→ **Document segment**:
_ _ _

As long as you can turn it on and off, no big deal.

------
Nirvanachan
Is this feature enabled on the beta channel of Chrome builds?

------
toodlebunions
Sounds good, would be better if it's adjustable.

------
DaveSchmindel
So long to listening to Spotify ad-free at work...

------
satyajeet23
Switched to Safari, happier than ever.

------
mzzter
finally~ But I would prefer if background tabs didn't pre-load at all.

------
amerine
Good.

------
_Codemonkeyism
YES!

------
logicallee
I would like to see Chrome utilize what I think is the right solution for
loading background tabs; I would like it to let you (when you want to) rather
than OPEN a background tab, only ENQUEUE a background tab -- opening it only
when that tab becomes active, meanwhile keeping it in the status of an
"enqueued" (i.e. barebones) tab with that URL in the tabs menu until you
actually make it active or it becomes active the way any other tab would, at
which point it loads - in other words a lighter kind of background tab that
does not load at all until it becomes active.[1]

If this were implemented then finally I could open 120 tabs in a window for a
detailed query (and they're not all loaded, there's zero overhead), then after
11 minutes of reading a few of those tabs, closing the ones I've read and
having others load in their place if they weren't already loaded, be left with
87 unopened tabs with which I could close, since I've learned everything there
is to know about that subject and I don't feel the need to read the rest
anymore: I feel I've found the answer.

As it stands I can become an expert in any subject accessible in a day or two,
in twenty minutes - unless, as sometimes happens, Chrome gets in my way. I can
do it by opening them in background tabs today - but Chrome will both slow
down and also be at high risk of crashing completely, not just in the window
I'm in but all windows. Because at the moment even the 99th background tab,
which I want to open so as to potentially glance at, actively, fully loads
even if I close that window before I ever want to glance at it.

_ _ _

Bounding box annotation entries

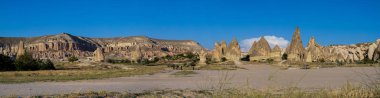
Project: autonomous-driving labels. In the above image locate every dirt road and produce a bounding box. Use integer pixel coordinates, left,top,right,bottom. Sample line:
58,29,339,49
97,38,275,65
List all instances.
0,65,376,96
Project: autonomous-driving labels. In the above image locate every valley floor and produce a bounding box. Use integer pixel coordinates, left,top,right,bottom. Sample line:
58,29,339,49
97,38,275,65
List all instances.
0,64,379,96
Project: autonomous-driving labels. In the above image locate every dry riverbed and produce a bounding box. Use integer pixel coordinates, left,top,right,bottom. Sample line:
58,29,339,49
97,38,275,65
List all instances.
0,64,378,96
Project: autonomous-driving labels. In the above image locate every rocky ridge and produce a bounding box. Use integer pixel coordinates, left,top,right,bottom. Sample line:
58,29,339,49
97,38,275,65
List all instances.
0,33,204,61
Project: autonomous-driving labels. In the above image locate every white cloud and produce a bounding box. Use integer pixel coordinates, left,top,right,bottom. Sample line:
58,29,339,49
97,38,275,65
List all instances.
240,36,289,52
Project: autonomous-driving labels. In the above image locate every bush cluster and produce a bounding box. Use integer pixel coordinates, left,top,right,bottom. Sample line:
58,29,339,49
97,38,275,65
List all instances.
0,53,55,71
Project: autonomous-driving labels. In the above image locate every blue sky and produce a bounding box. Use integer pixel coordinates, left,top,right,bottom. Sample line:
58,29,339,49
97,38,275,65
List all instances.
0,0,380,49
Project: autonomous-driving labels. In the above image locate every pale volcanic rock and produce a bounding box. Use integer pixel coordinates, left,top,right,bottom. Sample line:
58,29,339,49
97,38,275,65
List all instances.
130,46,143,63
249,37,272,61
16,41,26,58
198,50,207,66
250,37,271,57
286,27,305,62
0,33,204,60
212,42,223,62
94,48,104,62
305,37,324,62
270,45,282,61
220,40,227,55
225,38,241,61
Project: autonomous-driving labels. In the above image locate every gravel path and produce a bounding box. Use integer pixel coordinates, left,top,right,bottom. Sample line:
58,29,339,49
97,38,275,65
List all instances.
0,65,376,96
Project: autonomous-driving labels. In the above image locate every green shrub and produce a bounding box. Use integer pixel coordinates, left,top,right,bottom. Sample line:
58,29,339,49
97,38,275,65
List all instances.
221,57,227,62
38,59,55,70
68,56,78,62
0,54,16,71
14,53,55,71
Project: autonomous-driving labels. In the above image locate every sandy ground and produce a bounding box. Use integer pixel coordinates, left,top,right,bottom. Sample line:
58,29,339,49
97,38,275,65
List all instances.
0,65,376,96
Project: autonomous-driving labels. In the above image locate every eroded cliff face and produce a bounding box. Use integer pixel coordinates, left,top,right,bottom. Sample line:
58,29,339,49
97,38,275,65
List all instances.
0,33,204,61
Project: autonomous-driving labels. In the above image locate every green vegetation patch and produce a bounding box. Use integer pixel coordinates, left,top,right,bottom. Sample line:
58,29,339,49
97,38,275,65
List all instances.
200,65,244,70
0,66,166,83
172,70,198,76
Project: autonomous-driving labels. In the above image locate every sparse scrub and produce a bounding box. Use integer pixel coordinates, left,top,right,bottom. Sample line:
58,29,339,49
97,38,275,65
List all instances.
68,56,79,62
172,70,198,76
0,66,166,83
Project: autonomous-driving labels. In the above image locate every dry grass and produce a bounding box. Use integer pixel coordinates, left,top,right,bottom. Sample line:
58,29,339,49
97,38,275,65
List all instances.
171,70,198,76
200,65,244,70
20,84,380,98
0,65,166,83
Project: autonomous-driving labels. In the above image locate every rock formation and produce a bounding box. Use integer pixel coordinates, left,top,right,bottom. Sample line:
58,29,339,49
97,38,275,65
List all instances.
94,48,104,62
130,46,143,63
198,50,207,66
220,40,227,55
225,38,241,61
212,42,223,62
0,33,204,61
305,37,323,62
269,45,282,61
16,41,26,58
368,43,377,60
286,27,305,62
249,37,271,61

_ _ _

→ **Exercise instructions**:
#1 Count the lines in the listing that contain the string "green", treating uppercase and lowercase as different. Give only the number.
#2 Resume the forum thread about Chrome's handling of background tabs, continuing after its final sentence.

→ **Expected results**:
#1 2

#2
Along the same lines, I strongly feel there needs to be a way (not necessarily
the default way) to open private (incognito) windows in a way that opens them
privately _" Except for crashes"_ \-- meaning that these tabs remain open
until _I_ close it, by clicking the X button, not whenever Chrome crashes -
which usually happens when it's done using all my memory.

If you fundamentally _disagree_ that there is a distinction between the user
actively exiting and you crashing unexpectedly, then you might as well change
the Incognito greeting text to "Pages you view in incognito tabs won’t stick
around in your browser’s history, cookie store, or search history after you’ve
closed all of your incognito tabs _or Chrome crashes unexpectedly_ ".

But that doesn't make much sense. So please make the functionality match what
was promised to the user, and keep pages open until the user has closed closed
all incognito tabs. Not you.

I feel that these changes would improve people's experiences drastically.
Chrome's developers surely care about their users and want to give them the
best possible experience, and in addition this would get Google more clicks,
more traffic, more ads from Google search results, by letting people open more
pages with abandon on a lark, or on some thread they want to explore. By
letting people keep more pages and searches open or queued for opening.

For the second point (about keeping incognito tabs on disk until they are
actively closed with an X, at which point deleting them) - this also gives
their users what they've just been promised. Whereas, at the moment in
Incognito stuff just disappears whenever Chrome decides to crash -- which is
often, given that at the moment it aggressively eats memory for any tab anyone
might want to follow. This _substantially_ increases the cost of exploring the
web by opening background tabs. It makes people really weigh whether they want
to open a background tab: it adds friction.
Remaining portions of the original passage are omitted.